_INPUT ROWS_

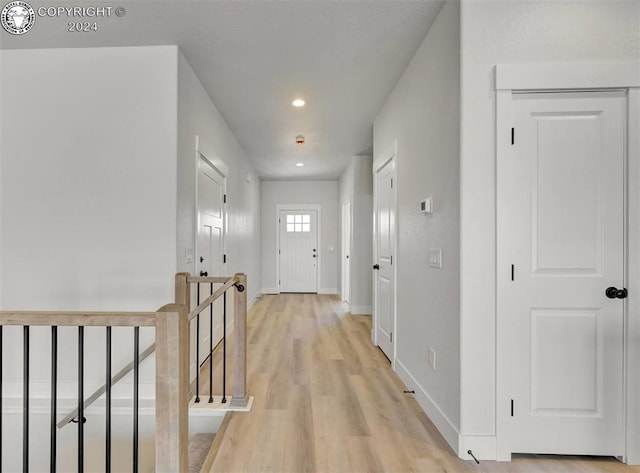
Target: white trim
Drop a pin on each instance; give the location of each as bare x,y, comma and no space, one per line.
361,309
444,425
344,252
330,290
632,355
482,446
294,207
513,78
389,156
603,75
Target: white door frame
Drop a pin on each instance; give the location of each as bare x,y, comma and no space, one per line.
512,78
380,160
294,207
206,153
347,247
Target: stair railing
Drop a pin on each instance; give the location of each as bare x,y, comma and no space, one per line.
172,382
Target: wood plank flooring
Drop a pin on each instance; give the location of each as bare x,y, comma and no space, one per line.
326,400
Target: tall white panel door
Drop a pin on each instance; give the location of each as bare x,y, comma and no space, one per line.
566,202
385,227
299,252
210,249
346,252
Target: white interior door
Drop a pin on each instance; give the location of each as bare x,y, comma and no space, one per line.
346,252
210,250
385,227
299,252
566,211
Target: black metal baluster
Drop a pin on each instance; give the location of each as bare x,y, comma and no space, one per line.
80,399
224,347
198,346
108,406
54,399
211,349
136,378
25,402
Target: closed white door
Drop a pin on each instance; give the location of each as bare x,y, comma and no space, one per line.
566,211
299,252
346,251
384,208
210,250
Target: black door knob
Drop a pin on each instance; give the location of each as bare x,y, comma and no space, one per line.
615,293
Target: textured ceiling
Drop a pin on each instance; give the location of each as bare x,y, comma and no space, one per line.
255,57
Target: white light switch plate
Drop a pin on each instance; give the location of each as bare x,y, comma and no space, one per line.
435,258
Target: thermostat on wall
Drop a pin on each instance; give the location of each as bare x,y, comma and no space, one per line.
426,206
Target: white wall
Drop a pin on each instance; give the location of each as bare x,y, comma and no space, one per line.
356,186
510,32
87,204
423,114
197,115
324,193
87,198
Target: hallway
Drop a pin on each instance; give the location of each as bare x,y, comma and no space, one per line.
326,400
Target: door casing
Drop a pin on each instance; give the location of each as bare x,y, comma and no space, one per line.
347,227
514,78
293,207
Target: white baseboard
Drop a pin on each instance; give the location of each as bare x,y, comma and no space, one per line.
328,291
361,309
448,430
484,447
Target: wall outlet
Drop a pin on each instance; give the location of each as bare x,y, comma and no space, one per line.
432,358
435,258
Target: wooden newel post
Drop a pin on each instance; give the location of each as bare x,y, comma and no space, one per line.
239,397
172,389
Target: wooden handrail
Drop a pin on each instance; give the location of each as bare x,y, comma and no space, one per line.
208,279
171,324
102,389
221,290
86,319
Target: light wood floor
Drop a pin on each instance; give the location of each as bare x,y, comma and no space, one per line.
326,400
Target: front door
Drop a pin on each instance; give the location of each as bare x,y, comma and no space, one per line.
346,252
566,219
384,208
299,252
210,249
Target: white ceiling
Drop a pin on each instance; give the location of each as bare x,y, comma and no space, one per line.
255,57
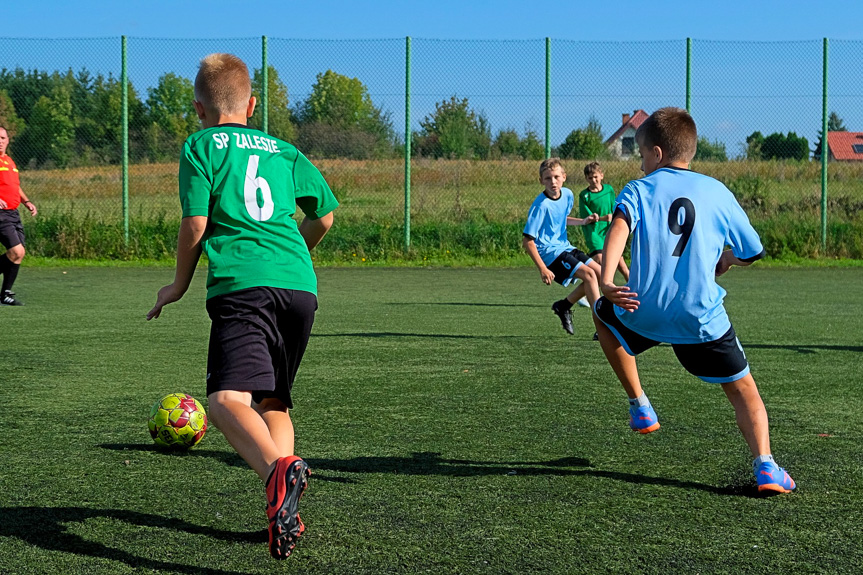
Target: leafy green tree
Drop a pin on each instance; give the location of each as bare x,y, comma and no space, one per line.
507,143
454,130
50,135
531,147
781,147
710,151
754,142
171,116
280,120
8,117
338,104
834,124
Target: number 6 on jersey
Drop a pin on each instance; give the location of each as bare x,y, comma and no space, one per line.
250,192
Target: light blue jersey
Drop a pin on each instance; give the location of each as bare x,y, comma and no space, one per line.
681,222
546,224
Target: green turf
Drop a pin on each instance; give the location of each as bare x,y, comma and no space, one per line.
451,425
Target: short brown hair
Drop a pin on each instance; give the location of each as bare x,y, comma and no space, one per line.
673,131
550,164
223,84
591,169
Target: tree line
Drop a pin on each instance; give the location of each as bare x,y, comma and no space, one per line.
74,119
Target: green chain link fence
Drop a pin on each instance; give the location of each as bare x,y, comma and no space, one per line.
478,116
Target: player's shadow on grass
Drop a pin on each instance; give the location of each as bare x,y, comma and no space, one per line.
469,304
47,528
429,463
226,457
229,458
803,348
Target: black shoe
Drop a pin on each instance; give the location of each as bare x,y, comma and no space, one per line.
565,317
8,299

_TASK DESCRIPTION_
Can you copy the items from the line containing "Target: player's shadow on grass" through the end of the items, replacing "black shoe" with "dark shoe" and leaving everything else unchanged?

_TASK RESPONSE_
Target: player's shadow on grass
Drop a pin on each instance; give the location of each as bare x,y, comma and no space, one per line.
469,304
47,528
429,463
226,457
229,458
803,348
Target: dark shoe
Drop a pin on each instance; give the location of each as bare x,y, comma and no space, one per line.
565,317
8,299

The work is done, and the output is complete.